### REQUIREMENT
Among the lines of the data, copy those that hold "white".

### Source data
_ _ _ _ _ _ _

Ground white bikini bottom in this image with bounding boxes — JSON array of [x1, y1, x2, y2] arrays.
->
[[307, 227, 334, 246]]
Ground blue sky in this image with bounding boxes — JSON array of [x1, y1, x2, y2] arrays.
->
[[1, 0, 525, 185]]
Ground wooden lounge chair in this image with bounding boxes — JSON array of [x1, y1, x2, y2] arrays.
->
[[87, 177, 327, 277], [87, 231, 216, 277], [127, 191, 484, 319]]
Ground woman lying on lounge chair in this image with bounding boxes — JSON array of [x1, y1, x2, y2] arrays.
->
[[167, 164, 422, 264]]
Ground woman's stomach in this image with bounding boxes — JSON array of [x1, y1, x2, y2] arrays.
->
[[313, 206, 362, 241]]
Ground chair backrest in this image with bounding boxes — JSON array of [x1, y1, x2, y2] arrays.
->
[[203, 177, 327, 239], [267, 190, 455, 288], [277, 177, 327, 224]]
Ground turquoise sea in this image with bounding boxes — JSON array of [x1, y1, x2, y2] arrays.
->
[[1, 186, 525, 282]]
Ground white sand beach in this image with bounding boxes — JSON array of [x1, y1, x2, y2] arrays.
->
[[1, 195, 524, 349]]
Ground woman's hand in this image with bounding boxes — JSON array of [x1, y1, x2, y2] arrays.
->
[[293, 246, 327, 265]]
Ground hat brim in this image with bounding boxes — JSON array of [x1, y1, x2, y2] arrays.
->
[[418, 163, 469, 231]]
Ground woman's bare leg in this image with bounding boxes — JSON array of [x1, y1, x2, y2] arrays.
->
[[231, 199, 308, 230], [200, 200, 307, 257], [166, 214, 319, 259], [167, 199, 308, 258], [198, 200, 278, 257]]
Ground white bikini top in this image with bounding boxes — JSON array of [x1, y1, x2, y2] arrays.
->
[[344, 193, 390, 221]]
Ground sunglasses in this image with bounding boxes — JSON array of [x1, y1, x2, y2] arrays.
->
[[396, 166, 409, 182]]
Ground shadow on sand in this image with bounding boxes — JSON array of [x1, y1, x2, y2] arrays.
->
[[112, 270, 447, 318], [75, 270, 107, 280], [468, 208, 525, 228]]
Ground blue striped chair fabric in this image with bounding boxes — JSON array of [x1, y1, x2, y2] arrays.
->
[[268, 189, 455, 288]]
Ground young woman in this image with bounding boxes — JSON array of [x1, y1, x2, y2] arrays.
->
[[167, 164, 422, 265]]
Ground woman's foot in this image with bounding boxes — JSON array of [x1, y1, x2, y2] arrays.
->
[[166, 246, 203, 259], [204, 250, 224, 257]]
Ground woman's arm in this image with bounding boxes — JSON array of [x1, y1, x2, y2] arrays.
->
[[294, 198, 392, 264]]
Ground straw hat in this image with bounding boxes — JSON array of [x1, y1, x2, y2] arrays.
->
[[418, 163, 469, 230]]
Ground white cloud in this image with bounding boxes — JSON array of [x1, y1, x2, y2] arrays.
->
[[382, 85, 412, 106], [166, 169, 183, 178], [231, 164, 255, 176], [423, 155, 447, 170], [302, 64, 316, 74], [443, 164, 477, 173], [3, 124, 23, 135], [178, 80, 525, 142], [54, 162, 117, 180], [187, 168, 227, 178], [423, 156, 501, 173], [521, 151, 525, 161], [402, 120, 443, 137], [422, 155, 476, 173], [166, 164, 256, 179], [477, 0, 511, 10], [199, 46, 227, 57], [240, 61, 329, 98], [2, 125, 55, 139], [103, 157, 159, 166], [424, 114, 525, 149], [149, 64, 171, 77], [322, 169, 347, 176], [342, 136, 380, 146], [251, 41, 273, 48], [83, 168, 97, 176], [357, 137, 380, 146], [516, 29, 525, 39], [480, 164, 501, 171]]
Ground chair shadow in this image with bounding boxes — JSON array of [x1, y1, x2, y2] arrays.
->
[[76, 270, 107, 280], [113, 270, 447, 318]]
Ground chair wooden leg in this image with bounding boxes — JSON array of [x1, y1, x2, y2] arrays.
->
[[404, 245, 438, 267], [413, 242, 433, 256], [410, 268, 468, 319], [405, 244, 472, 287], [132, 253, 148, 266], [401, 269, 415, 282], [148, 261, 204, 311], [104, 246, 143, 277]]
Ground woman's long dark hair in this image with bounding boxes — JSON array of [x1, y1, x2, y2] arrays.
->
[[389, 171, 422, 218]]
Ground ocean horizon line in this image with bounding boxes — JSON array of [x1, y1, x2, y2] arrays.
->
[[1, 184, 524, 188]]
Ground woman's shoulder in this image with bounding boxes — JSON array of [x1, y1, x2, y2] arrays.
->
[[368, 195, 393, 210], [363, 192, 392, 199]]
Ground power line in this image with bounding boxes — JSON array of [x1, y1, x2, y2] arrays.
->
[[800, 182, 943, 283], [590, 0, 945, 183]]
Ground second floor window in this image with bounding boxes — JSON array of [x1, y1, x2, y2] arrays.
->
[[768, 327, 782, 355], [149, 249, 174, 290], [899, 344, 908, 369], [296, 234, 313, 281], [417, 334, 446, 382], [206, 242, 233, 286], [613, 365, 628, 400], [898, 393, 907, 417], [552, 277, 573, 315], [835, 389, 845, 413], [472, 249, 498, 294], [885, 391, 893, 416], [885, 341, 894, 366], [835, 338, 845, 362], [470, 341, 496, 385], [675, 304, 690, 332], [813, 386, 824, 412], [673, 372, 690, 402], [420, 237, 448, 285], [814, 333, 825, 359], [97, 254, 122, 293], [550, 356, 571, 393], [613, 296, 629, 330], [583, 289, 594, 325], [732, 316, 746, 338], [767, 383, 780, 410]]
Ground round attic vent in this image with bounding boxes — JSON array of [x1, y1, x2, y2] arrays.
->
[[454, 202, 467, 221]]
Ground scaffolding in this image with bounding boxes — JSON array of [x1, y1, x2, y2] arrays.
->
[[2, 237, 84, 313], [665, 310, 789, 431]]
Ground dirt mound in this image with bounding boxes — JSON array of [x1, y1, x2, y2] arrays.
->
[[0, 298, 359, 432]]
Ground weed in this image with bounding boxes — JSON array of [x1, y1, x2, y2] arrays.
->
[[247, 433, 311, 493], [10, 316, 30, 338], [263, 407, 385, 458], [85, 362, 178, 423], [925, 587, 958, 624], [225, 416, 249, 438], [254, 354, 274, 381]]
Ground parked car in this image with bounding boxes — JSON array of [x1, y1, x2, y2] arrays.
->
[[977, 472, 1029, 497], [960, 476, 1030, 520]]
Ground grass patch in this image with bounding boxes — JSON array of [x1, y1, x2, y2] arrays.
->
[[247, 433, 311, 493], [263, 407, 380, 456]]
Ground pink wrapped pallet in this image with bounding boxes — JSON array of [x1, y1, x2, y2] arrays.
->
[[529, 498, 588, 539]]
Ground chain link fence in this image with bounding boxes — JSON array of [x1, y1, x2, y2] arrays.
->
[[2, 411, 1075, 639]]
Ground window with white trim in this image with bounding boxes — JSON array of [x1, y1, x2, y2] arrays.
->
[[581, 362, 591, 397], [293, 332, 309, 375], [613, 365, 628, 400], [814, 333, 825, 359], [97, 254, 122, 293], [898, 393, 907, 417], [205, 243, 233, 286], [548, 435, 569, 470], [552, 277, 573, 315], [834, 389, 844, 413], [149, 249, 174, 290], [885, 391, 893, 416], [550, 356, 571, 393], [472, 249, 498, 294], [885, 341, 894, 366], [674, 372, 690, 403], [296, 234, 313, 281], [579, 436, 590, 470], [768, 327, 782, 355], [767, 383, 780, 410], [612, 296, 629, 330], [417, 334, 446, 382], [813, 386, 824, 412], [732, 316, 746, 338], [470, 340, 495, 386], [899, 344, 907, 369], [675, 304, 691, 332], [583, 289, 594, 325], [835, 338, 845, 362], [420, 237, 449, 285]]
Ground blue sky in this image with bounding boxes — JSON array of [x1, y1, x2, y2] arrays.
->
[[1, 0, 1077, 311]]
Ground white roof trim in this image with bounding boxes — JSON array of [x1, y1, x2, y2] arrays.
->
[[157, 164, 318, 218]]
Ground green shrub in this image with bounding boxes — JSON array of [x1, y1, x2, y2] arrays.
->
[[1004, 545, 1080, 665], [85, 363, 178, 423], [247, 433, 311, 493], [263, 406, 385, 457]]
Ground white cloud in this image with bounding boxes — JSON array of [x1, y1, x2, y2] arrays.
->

_ _ _ _ _ _ _

### ANSWER BELOW
Ground white bikini bottom in this image with bounding boxes — JSON array of [x1, y1, x2, y2] arrays.
Ground white sand beach in this image with bounding boxes — JSON array of [x1, y1, x2, y2] arrays.
Ground white bikini top in this image with bounding boxes — JSON array of [x1, y1, x2, y2] arrays.
Ground white cloud in this image with bounding boxes — JSON array of [x1, y1, x2, y2] arrays.
Ground window with white trim in this image with bounding boxes — JSON array of [x1, y1, x2, y2] arrays.
Ground white roof trim in this image with bounding boxes — JSON array of [x1, y1, x2, y2] arrays.
Ground white cloud in this image with bounding boxes — JSON array of [x1, y1, x2, y2] arrays.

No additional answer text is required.